● **PROBLEM DETAILS**
Take the entries that follow and return exactly the lines from the one holding "Q: Point out each instance of the shirt" through the one holding "Q: Point out each instance of the combed", both included. Nothing else is needed.

● **DATA TO PROCESS**
=-=-=
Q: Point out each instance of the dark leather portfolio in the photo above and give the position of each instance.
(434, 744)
=-=-=
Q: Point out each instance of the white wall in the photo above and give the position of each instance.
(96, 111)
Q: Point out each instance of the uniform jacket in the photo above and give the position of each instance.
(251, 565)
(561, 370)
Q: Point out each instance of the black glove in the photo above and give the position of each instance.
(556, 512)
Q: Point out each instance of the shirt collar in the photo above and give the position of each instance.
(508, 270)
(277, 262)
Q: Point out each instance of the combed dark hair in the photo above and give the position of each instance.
=-=-=
● **WRITTEN RESPONSE**
Q: Point out each instance of the shirt collar in the photo above and give the position of each instance.
(508, 270)
(277, 262)
Q: Point out each instance of the combed dark hair in the photo above and give the position of each instance.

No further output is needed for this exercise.